* _Document_
The 'a lifetime parameter specifies that the returned reference will be valid as long as both x and y are valid.

6.6.3 Invalid Code Examples and Lifetime Misunderstandings

Understanding lifetimes can be challenging, especially when dealing with references that might outlive the data they point to. In this section, we'll explore invalid code examples related to lifetimes, explain why they don't compile, and clarify concepts like the use of as_str(), the role of string literals, and how variable scopes affect lifetimes.

Example: Missing Lifetime Annotations

Consider the following function that returns a reference to a string slice:

#![allow(unused)]
fn main() {
fn longest(x: &str, y: &str) -> &str {
    if x.len() > y.len() { x } else { y }
}
}

When you try to compile this code, you'll encounter a compiler error:

Click to see the error message and explanation 
error[E0106]: missing lifetime specifier
 --> src/main.rs:1:33
  |
1 | fn longest(x: &str, y: &str) -> &str {
  |                                 ^ expected lifetime parameter
  |
  = help: this function's return type contains a borrowed value, but there is no value for it to be borrowed from
  = help: consider giving it a 'static lifetime

Explanation:

  • The compiler cannot determine the lifetime of the reference being returned.
  • Since x and y could have different lifetimes, Rust requires explicit lifetime annotations to ensure safety.

Adding Lifetime Annotations

By adding lifetime annotations, we specify that the returned reference will have the same lifetime as the input references:

#![allow(unused)]
fn main() {
fn longest<'a>(x: &'a str, y: &'a str) -> &'a str {
    if x.len() > y.len() { x } else { y }
}
}
  • 'a is a generic lifetime parameter.
  • This tells the compiler that the returned reference will be valid as long as both x and y are valid.

Example with Variable Scope and Lifetimes

Let's explore a scenario where variable scopes and lifetimes interact in a way that causes a compiler error.

Code Example:

fn main() {
    let result;
    {
        let s1 = String::from("hello");
        result = longest(s1.as_str(), "world");
    } // s1 goes out of scope here
    // println!("The longest string is {}", result); // Error: `s1` does not live long enough
}

fn longest<'a>(x: &'a str, y: &'a str) -> &'a str {
    if x.len() > y.len() { x } else { y }
}

Explanation:

  • Inside the inner scope, we create s1, a String owning the heap-allocated data "hello".
  • We call longest(s1.as_str(), "world"), passing a reference to s1's data and the string literal "world".
  • After the inner scope ends, s1 is dropped, and its data becomes invalid.

* _Data entries_
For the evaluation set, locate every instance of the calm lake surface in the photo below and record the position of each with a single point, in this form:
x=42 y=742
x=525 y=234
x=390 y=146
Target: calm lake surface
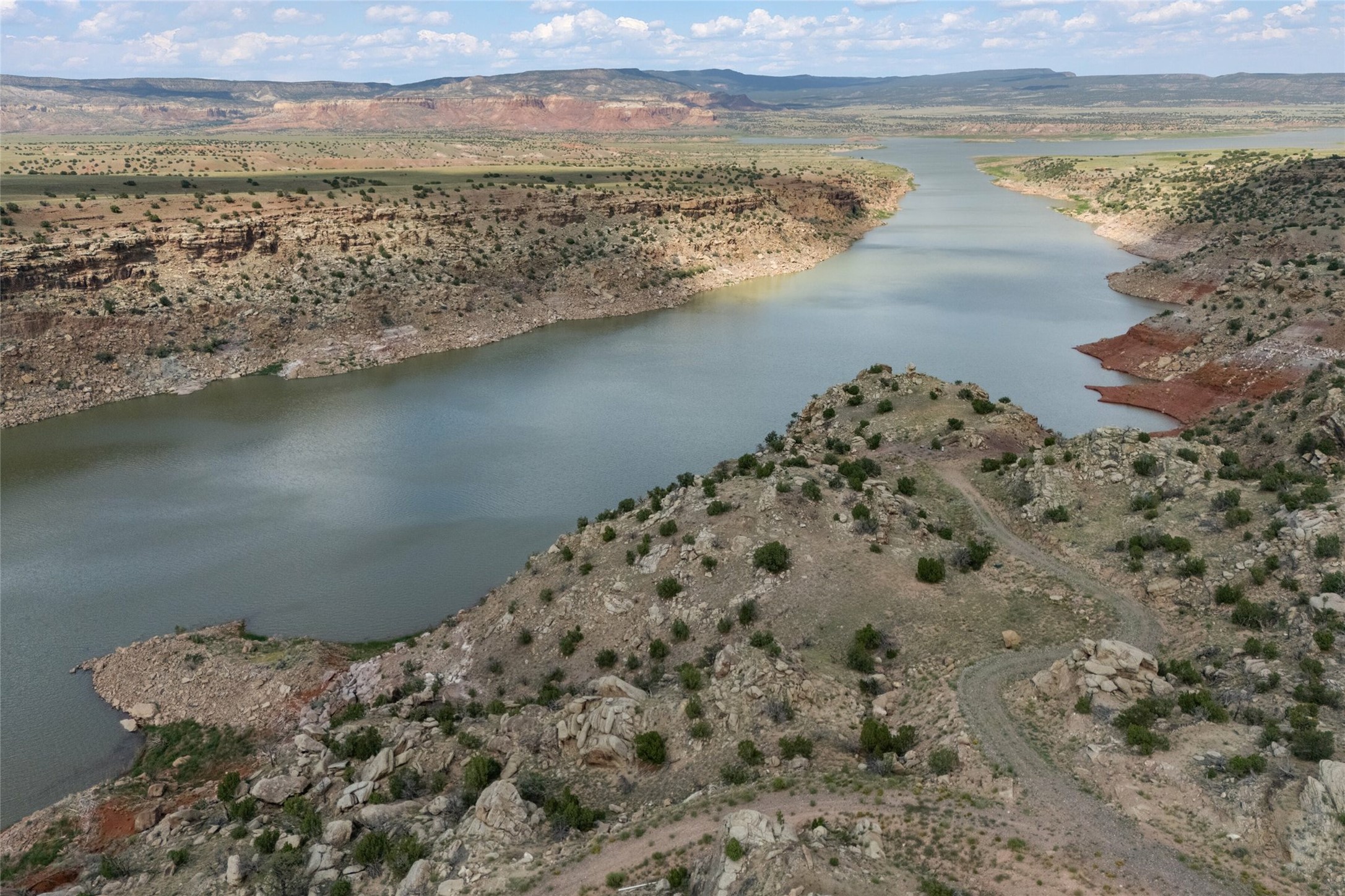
x=376 y=504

* _Required work_
1) In the Rust lifetimes excerpt, what error code does the compiler report for the longest function written without lifetime annotations?
2) Please write the next part of the Rust lifetimes excerpt, continuing after its final bullet point.
You won't need the data to do this.

* _Expected results_
1) E0106, "missing lifetime specifier."

2)
  • result holds a reference to the data returned by longest, which may be s1.as_str().
  • When we attempt to use result outside the inner scope, it may reference invalid data, leading to a compiler error.

Compiler Error:

error[E0597]: `s1` does not live long enough
 --> src/main.rs:5:21
  |
3 |         let s1 = String::from("hello");
  |             -- binding `s1` declared here
4 |         result = longest(s1.as_str(), "world");
  |                          ^^^^^^^^^^ borrowed value does not live long enough
5 |     } // s1 goes out of scope here
  |     - `s1` dropped here while still borrowed
6 |     println!("The longest string is {}", result);
  |                                          ------ borrow later used here

Why Is as_str() Used and What Does It Do?

Purpose of as_str():

  • s1 is a String, which owns its data.
  • as_str() converts the String into a string slice (&str), a reference to the data inside the String.
  • This allows us to pass a &str to the longest function, which expects string slices.

Alternative Without as_str():

  • You can use &s1 instead of s1.as_str().
  • Rust automatically dereferences &String to &str because String implements the Deref trait.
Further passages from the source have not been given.